> TEXTE À LIRE
Sur les conclusions à fin d'injonction :
5. L'exécution du présent jugement implique nécessairement que le préfet du Val-de-Marne réexamine la situation de M. A.... Il y a lieu, en application de l'article L. 911-2 du code de justice administrative, d'enjoindre au préfet du Val-de-Marne d'y procéder, dans le délai de deux mois à compter de la notification du présent arrêt, et de munir dans cette attente le requérant d'une autorisation provisoire de séjour. Il n'y a pas lieu, dans les circonstances de l'espèce, d'assortir cette injonction d'une astreinte.
Sur les frais liés à l'instance :
6. M. A... ayant obtenu le bénéfice de l'aide juridictionnelle, son avocat peut se prévaloir des dispositions de l'article L. 761-1 du code de justice administrative et du deuxième alinéa de l'article 37 de la loi du 10 juillet 1991. Il y a lieu, dans les circonstances de l'espèce, de mettre à la charge de l'Etat le versement au conseil de M. A..., Me B..., d'une somme de 1 500 euros, sous réserve que celui-ci renonce à percevoir la somme correspondant à la part contributive de l'Etat.
D É C I D E :
Article 1er: L'article 2 du jugement n° 1903127 du 13 juin 2019 du Tribunal administratif de Melun et l'arrêté du 6 mars 2019 du préfet du Val-de-Marne sont annulés.

> À COMPLÉTER
(1) D'après le texte à lire, quelle somme l'État doit-il verser à Me B... ?
(2) Relevez toutes les dispositions d'un code ou d'une loi que le texte à lire invoque.

> DONNÉES ENREGISTRÉES
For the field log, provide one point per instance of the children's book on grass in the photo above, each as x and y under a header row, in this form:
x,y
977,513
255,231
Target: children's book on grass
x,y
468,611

> RÉPONSES DANS L'ORDRE
(1) Une somme de 1 500 euros.

(2)
- L'article L. 911-2 du code de justice administrative
- L'article L. 761-1 du code de justice administrative
- Le deuxième alinéa de l'article 37 de la loi du 10 juillet 1991